### Quoted passage
####

Studio album by the Rascals
- Released: December 15, 1969
- Genre: Rock
- Length: 42:18
- Label: Atlantic
- Producer: The Rascals, Arif Mardin

The Rascals chronology
| Freedom Suite (1969) | See (1969) | Search and Nearness (1971) |

Singles from See
- "See"/"Away, Away" Released: 1969; "Carry Me Back"/"Real Thing" Released: 1969; "I Believe"/"Hold On" Released: 1969;

= See (album) =

1969 album by The Rascals

See is the sixth studio album by the rock band the Rascals, released on December 15, 1969. It peaked at number 45 on the Billboard 200. In Canada, it reached number 11. Three singles were released from the album, although the third one was "I Believe" (which was from Search and Nearness) backed with "Hold On".

==History==
The album continued a trend towards album-oriented material authored and sung by Felix Cavaliere, begun with the band's Freedom Suite album earlier in the year. As the 1960s ended, the Rascals were slipping down the charts and Eddie Brigati was to leave the group during the recording of their next release, Search and Nearness, their final album for Atlantic Records.

==Reception==

Writing for Allmusic, critic Thom Jurek praised some of the individual tracks, but wrote of the album as a whole "... while See sounded more like an updated version of the Rascals of old, the consistency of attack wasn't there and there are several simply dodgy cuts, making the album—as an album—a disappointment." Village Voice critic Robert Christgau rated the album an A− and wrote "Admittedly, the Rascals have severe limitations, but so does rock itself, and this album apprehends and utilizes those limitations, with all of the annoying pretensions absent and the pleasant ones retained." Rolling Stone critic Lenny Kaye wrote in his review of See, "Sometimes one wonders if the Rascals wouldn't be better off just making hit singles. ... Given the space of an entire album, the group seems to flounder about, coming up with material that is in some cases good, but more often simply innocuous. Their latest, See, falls within this tradition."

####

### Goal 1
According to the article on the album See, what chart position did the album reach in Canada?
### Goal 2
Reproduce the article on the album See word for word, everything from "1969 album by" down to "for Atlantic Records.".
### Goal 3
Write the next part of the article on the album See, picking up after its final sentence.

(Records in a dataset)
####

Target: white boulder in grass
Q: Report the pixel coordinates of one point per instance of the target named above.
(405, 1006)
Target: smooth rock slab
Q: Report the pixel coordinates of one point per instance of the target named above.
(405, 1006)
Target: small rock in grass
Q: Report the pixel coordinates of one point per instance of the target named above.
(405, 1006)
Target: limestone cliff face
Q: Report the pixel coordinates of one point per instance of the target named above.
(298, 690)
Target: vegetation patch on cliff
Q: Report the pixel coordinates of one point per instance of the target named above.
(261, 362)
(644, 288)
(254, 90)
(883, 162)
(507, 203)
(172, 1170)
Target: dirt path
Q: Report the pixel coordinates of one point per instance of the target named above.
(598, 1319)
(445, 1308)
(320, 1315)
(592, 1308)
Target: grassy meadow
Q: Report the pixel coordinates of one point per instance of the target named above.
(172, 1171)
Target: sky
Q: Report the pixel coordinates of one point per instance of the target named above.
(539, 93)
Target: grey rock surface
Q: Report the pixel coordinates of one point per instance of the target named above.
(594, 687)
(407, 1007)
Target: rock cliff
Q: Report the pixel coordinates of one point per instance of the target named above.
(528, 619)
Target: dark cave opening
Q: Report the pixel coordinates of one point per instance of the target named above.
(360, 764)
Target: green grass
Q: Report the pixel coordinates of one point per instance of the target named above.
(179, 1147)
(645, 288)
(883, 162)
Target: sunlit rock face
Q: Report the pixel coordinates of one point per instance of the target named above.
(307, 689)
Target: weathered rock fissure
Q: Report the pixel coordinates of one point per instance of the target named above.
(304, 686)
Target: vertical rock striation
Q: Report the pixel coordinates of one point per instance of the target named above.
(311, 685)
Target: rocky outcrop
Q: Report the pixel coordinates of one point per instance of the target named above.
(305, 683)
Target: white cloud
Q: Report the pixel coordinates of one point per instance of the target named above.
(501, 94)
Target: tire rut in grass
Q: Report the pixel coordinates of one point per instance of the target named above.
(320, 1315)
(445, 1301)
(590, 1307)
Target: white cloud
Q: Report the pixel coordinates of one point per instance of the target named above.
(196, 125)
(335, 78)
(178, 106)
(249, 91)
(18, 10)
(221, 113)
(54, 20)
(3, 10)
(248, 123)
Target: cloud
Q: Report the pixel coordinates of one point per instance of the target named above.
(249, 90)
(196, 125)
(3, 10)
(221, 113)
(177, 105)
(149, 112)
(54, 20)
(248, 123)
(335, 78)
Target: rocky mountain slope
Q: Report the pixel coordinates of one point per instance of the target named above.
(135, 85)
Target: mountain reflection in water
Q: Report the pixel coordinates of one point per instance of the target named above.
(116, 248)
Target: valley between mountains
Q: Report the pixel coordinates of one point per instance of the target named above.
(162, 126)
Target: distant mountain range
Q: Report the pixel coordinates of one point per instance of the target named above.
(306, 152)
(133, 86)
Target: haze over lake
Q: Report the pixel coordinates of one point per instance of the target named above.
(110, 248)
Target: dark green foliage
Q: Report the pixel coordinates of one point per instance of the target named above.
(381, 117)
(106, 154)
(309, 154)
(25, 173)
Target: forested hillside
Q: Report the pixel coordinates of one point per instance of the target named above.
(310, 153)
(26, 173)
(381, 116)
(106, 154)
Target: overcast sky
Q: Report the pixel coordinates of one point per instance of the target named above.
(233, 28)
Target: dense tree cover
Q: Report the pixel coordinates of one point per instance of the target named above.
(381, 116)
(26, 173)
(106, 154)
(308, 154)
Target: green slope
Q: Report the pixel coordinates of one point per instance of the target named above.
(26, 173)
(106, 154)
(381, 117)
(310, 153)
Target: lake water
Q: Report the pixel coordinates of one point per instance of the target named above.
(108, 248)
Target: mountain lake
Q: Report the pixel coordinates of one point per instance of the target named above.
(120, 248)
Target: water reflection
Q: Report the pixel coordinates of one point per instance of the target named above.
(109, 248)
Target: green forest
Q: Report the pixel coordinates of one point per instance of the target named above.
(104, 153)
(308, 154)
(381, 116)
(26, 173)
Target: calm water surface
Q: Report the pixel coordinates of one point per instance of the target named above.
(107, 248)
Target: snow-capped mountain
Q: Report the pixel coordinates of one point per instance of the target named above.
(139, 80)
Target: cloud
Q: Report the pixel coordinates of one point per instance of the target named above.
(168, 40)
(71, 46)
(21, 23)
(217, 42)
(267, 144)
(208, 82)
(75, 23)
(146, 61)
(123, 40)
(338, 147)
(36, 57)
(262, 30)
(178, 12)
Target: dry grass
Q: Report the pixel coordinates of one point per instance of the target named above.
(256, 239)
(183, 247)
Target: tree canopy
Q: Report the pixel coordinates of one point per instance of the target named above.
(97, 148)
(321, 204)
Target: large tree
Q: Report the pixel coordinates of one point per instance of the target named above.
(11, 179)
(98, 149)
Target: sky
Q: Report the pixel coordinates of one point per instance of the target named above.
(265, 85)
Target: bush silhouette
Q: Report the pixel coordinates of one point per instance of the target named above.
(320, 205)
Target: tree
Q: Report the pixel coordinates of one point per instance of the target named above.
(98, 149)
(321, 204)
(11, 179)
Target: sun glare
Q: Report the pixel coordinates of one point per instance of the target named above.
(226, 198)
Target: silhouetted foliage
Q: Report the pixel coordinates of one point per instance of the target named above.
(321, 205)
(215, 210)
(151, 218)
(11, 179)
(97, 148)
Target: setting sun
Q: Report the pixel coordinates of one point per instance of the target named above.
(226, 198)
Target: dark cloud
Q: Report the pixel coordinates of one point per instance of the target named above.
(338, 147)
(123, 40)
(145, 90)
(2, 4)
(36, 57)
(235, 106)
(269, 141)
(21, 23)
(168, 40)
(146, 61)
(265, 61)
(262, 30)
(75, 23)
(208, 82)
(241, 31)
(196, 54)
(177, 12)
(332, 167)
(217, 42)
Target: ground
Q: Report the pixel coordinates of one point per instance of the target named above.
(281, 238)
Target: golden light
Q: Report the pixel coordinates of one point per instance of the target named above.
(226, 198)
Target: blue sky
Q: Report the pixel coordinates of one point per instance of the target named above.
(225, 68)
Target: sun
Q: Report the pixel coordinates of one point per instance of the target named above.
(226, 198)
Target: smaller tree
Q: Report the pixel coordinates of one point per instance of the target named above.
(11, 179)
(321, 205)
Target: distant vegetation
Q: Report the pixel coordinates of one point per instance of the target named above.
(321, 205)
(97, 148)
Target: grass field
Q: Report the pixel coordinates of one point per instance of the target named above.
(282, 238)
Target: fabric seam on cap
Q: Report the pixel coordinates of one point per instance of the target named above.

####

### Reply 1
Number 11.

### Reply 2
1969 album by The Rascals

See is the sixth studio album by the rock band the Rascals, released on December 15, 1969. It peaked at number 45 on the Billboard 200. In Canada, it reached number 11. Three singles were released from the album, although the third one was "I Believe" (which was from Search and Nearness) backed with "Hold On".

==History==
The album continued a trend towards album-oriented material authored and sung by Felix Cavaliere, begun with the band's Freedom Suite album earlier in the year. As the 1960s ended, the Rascals were slipping down the charts and Eddie Brigati was to leave the group during the recording of their next release, Search and Nearness, their final album for Atlantic Records.

### Reply 3
Professional ratings
Review scores
| Source | Rating |
| Allmusic | Star Half star |
| Rolling Stone | (neutral) |
| The Village Voice | A− |

==Cover art==
The front sleeve shows an iconic image (La Grande Famille, 1947) by Belgian surrealist artist René Magritte. This artwork depicts a dove soaring against a backdrop where a brilliant blue, cloud-dotted sky contrasts with a darker, more foreboding atmosphere. Magritte skillfully portrayed the concept of family in "The Large Family" by evoking relevant and intense emotions through symbolic surrealism.

==Track listing==
All songs are written by Felix Cavaliere, except where otherwise indicated.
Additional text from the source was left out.